Tarefa a realizar: Estenda o texto sobre Marielle Franco, dando-lhe sequência a partir da última frase apresentada.
----- Trecho selecionado
Marielle Franco, mulher negra, mãe, filha, bissexual, parlamentar eleita com mais de 40 mil votos, militante dos direitos humanos, foi executada no centro do Rio de Janeiro em 14 de março de 2018 em um crime de feminicídio político ainda não esclarecido pelas autoridades brasileiras. A vereadora era uma das poucas mulheres negras na política brasileira, e sua trajetória era de luta contra a desigualdade, o racismo e a violência de gênero, sendo o seu assassinato uma tentativa de silenciamento a tudo que ela representava. A sua morte marcou a história política nacional e internacional, trazendo um forte debate sobre a violência política de gênero e raça e sobre o ataque a defensores dos direitos humanos no país.
----------
----- Dados fornecidos
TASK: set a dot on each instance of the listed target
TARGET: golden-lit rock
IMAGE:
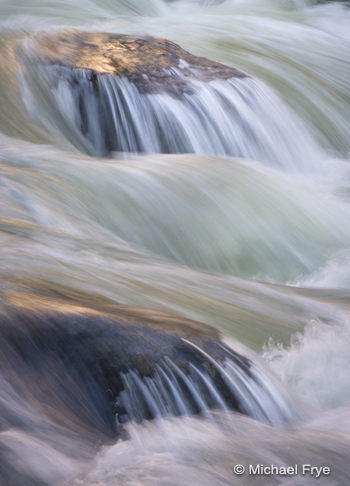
(152, 64)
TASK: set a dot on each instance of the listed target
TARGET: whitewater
(229, 206)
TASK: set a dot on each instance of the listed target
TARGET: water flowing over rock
(152, 65)
(103, 354)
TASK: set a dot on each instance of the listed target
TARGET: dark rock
(68, 360)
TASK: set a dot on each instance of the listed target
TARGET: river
(239, 220)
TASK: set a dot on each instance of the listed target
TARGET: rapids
(230, 206)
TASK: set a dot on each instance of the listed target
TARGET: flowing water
(230, 206)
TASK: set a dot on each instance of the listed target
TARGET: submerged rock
(153, 65)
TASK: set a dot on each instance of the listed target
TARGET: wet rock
(153, 65)
(69, 361)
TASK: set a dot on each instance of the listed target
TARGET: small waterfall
(173, 392)
(238, 117)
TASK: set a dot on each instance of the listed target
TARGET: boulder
(153, 65)
(70, 360)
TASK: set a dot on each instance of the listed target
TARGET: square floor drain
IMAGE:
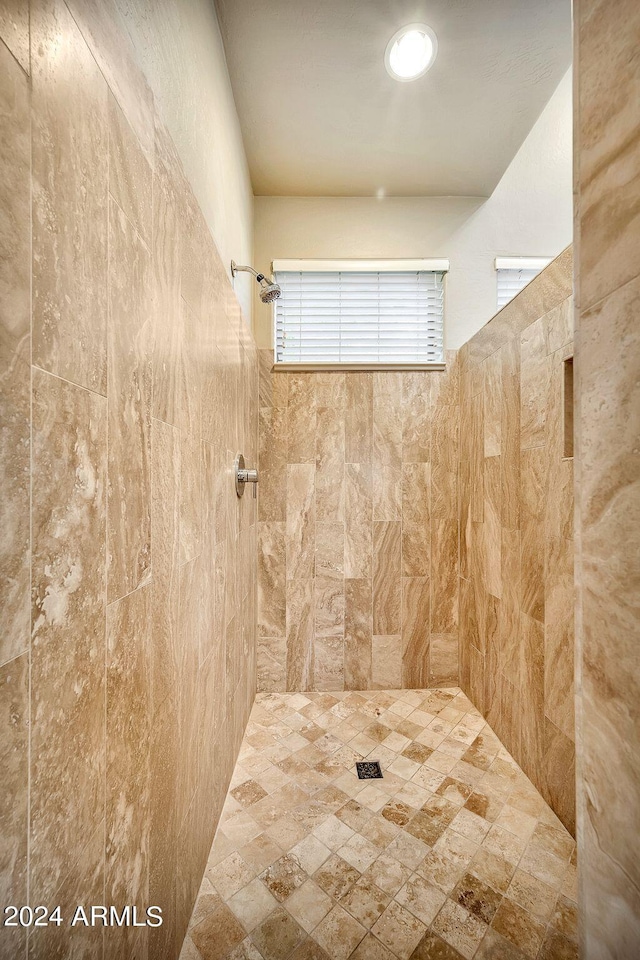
(369, 770)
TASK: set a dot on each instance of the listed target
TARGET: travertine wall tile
(608, 161)
(516, 502)
(387, 586)
(607, 227)
(272, 496)
(559, 693)
(386, 662)
(68, 626)
(136, 709)
(358, 520)
(330, 464)
(300, 623)
(358, 632)
(301, 419)
(271, 666)
(330, 551)
(14, 30)
(272, 576)
(416, 599)
(492, 392)
(328, 664)
(130, 174)
(129, 340)
(359, 525)
(359, 418)
(443, 658)
(15, 327)
(128, 782)
(415, 519)
(300, 521)
(14, 792)
(416, 417)
(444, 576)
(329, 607)
(70, 200)
(167, 317)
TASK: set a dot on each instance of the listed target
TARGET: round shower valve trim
(244, 476)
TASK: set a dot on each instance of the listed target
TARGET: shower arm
(237, 268)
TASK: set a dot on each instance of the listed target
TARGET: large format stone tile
(129, 500)
(15, 326)
(608, 159)
(14, 794)
(14, 30)
(70, 200)
(68, 647)
(129, 722)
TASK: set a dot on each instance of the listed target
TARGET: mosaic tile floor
(453, 854)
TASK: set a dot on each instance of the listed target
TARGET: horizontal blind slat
(378, 317)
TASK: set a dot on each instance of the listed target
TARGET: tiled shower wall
(129, 381)
(516, 532)
(358, 529)
(607, 227)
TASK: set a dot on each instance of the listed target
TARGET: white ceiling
(321, 116)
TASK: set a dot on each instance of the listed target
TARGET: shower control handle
(244, 476)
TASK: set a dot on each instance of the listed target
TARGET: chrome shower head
(269, 289)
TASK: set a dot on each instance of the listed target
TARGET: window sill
(352, 367)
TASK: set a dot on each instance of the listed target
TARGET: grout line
(71, 383)
(30, 651)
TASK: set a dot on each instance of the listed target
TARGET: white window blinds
(514, 273)
(359, 315)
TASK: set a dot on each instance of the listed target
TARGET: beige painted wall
(529, 213)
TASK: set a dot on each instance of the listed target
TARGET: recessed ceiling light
(410, 52)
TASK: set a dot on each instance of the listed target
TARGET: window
(359, 313)
(514, 273)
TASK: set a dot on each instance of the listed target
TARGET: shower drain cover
(369, 769)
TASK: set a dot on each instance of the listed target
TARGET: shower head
(269, 289)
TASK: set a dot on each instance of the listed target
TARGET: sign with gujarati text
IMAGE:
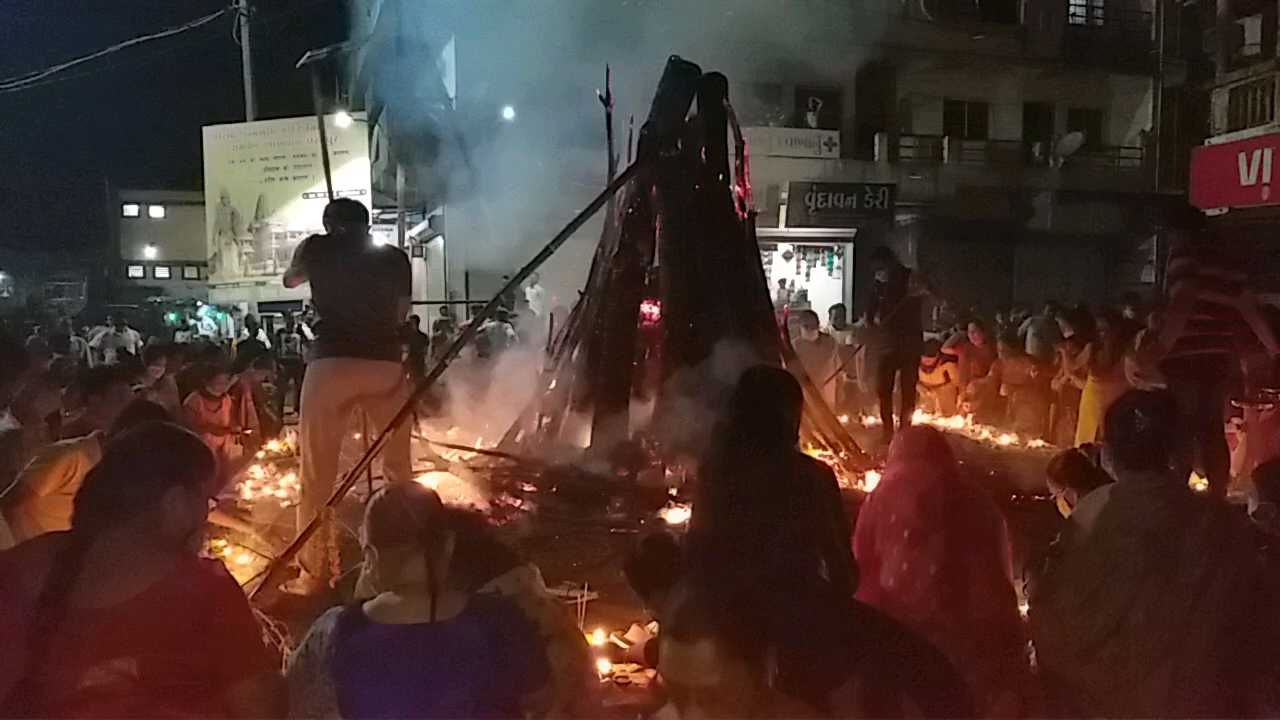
(265, 190)
(837, 204)
(1234, 174)
(792, 142)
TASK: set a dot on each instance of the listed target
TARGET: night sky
(132, 118)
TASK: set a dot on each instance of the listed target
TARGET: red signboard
(1235, 174)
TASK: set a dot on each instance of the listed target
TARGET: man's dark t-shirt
(897, 311)
(356, 287)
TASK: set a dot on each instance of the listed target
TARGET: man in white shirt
(254, 331)
(535, 296)
(118, 336)
(41, 499)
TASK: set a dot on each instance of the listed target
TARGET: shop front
(824, 228)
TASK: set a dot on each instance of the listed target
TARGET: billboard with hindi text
(265, 188)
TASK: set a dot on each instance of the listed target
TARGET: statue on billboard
(225, 245)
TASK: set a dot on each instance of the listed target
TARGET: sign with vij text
(265, 188)
(1235, 174)
(837, 204)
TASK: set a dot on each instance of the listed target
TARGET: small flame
(676, 514)
(650, 311)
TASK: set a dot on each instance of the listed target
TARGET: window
(1251, 36)
(1037, 122)
(760, 104)
(965, 119)
(1251, 104)
(817, 108)
(1086, 12)
(1087, 121)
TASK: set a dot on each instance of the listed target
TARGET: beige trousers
(332, 391)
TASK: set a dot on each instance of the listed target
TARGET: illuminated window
(1086, 12)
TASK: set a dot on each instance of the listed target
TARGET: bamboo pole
(465, 337)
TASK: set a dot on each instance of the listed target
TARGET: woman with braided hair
(428, 643)
(119, 616)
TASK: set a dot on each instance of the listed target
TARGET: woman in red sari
(933, 554)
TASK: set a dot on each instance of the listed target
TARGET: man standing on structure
(361, 291)
(894, 314)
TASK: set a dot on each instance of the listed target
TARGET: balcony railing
(1001, 153)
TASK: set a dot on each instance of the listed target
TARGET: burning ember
(864, 482)
(266, 482)
(273, 475)
(650, 311)
(676, 513)
(964, 425)
(241, 561)
(453, 490)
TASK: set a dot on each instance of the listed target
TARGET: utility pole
(242, 12)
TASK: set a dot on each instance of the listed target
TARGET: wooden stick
(465, 337)
(607, 100)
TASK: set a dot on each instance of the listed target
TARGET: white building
(160, 236)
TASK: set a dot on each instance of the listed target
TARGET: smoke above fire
(526, 145)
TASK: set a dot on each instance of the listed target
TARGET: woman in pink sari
(933, 554)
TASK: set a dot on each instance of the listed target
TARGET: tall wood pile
(675, 292)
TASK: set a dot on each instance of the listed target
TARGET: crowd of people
(1153, 601)
(1054, 373)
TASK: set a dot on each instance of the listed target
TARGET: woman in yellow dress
(1104, 356)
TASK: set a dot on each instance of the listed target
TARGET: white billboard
(265, 188)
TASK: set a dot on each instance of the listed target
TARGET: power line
(21, 82)
(263, 22)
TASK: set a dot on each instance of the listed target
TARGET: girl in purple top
(425, 646)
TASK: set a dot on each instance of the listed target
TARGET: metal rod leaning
(465, 337)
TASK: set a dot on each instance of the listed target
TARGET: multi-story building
(160, 236)
(1232, 174)
(1015, 151)
(1010, 151)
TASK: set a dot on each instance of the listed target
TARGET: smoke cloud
(515, 183)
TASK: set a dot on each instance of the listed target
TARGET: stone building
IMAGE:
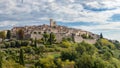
(59, 31)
----------
Resultado da tarefa:
Segundo o Instituto Marielle Franco, praticamente todas as candidatas negras sofreram pelo menos um tipo de violência política nas últimas eleições. Suas causas e consequências dialogam com questões estruturais e assimetrias de classe, raça, gênero e orientação sexual. Logo, a sub-representação na política institucional é um problema a ser enfrentado, visto que grupos populacionais que são, historicamente, invisibilizados e oprimidos se deparam com barreiras (interdições) maiores para ocuparem e permanecerem nos espaços públicos de representação e poder.

A violência política de gênero é um fenômeno generalizado e global. Refere-se a um conjunto de práticas e violações que atravessam, historicamente, as experiências das mulheres na política institucional. Trata-se de mecanismos que têm por objetivo silenciar, refrear e excluir mulheres da esfera política e pode ser compreendida por meio de práticas de violência física, psicológica, moral, simbólica, sexual, verbal, econômica, patrimonial, cyberbullying e o feminicídio (ONU Mulheres, p.167). Configura violência política de gênero: “assediar, constranger, humilhar, perseguir ou ameaçar, por qualquer meio, candidata a cargo eletivo ou detentora de mandato eletivo, utilizando-se de menosprezo ou discriminação à condição de mulher ou à sua cor, raça ou etnia, com a finalidade de impedir ou de dificultar a sua campanha eleitoral ou o desempenho de seu mandato eletivo. (Art. 326-B, Lei de Combate à Violência contra a Mulher, Lei 14.192/2021).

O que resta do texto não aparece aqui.